───── Stored data ─────

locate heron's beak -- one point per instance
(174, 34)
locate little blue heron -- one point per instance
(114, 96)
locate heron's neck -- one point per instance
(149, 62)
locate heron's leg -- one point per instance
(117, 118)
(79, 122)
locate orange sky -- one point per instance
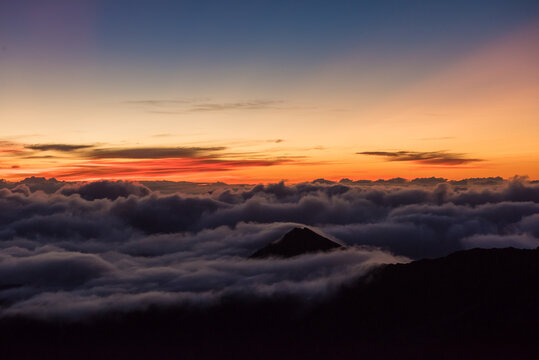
(475, 116)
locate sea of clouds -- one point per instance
(75, 249)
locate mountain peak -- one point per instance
(297, 241)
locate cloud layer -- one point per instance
(423, 157)
(72, 249)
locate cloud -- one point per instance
(430, 157)
(58, 147)
(176, 106)
(87, 248)
(153, 152)
(245, 105)
(105, 190)
(500, 241)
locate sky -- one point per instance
(259, 91)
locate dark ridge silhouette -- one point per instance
(297, 241)
(475, 304)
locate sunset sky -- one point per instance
(259, 91)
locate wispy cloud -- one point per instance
(176, 106)
(154, 152)
(58, 147)
(426, 157)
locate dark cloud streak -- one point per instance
(428, 157)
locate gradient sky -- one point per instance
(252, 90)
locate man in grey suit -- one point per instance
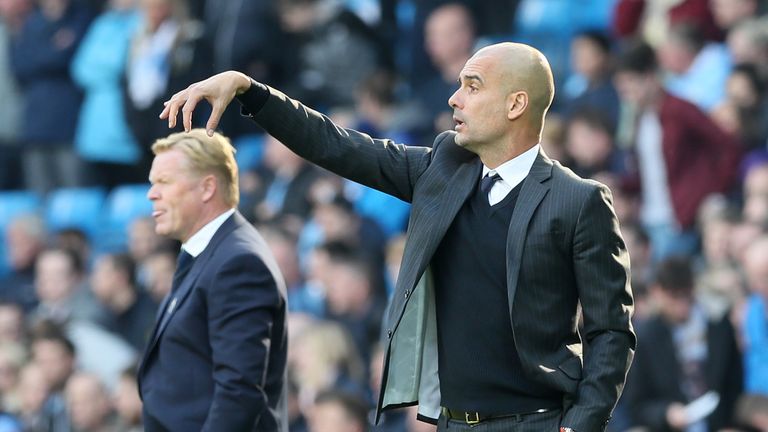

─────

Exercise:
Convert all of the material above into a numbered list, omitting blank lines and leaving the pictures out of the answer.

Answer to the task:
1. locate heron's beak -- one point per instance
2. (174, 34)
3. locate little blue heron -- one point per instance
4. (114, 96)
5. locate heron's neck -- one point per instance
6. (149, 62)
7. locate heron's leg -- one point per instance
8. (117, 118)
9. (79, 122)
10. locate orange sky -- one point per instance
11. (475, 116)
12. locate sea of clouds -- one point per instance
13. (75, 249)
14. locate mountain peak -- one point per instance
15. (297, 241)
16. locate cloud layer -- one point per instance
17. (423, 157)
18. (72, 249)
19. locate cloud -- one point per instance
20. (430, 157)
21. (58, 147)
22. (176, 106)
23. (87, 248)
24. (153, 152)
25. (245, 105)
26. (105, 190)
27. (500, 241)
28. locate sky -- one point per instance
29. (259, 91)
30. locate dark ridge silhouette -- one point per instance
31. (297, 241)
32. (475, 304)
33. locate sunset sky -- one point per instance
34. (259, 91)
35. locate wispy cloud -- one point per instance
36. (176, 106)
37. (154, 152)
38. (58, 147)
39. (426, 157)
40. locate dark cloud streak -- one point per instance
41. (428, 157)
42. locate gradient sky -- one point per instance
43. (252, 90)
44. locate man in grey suit -- one point per instance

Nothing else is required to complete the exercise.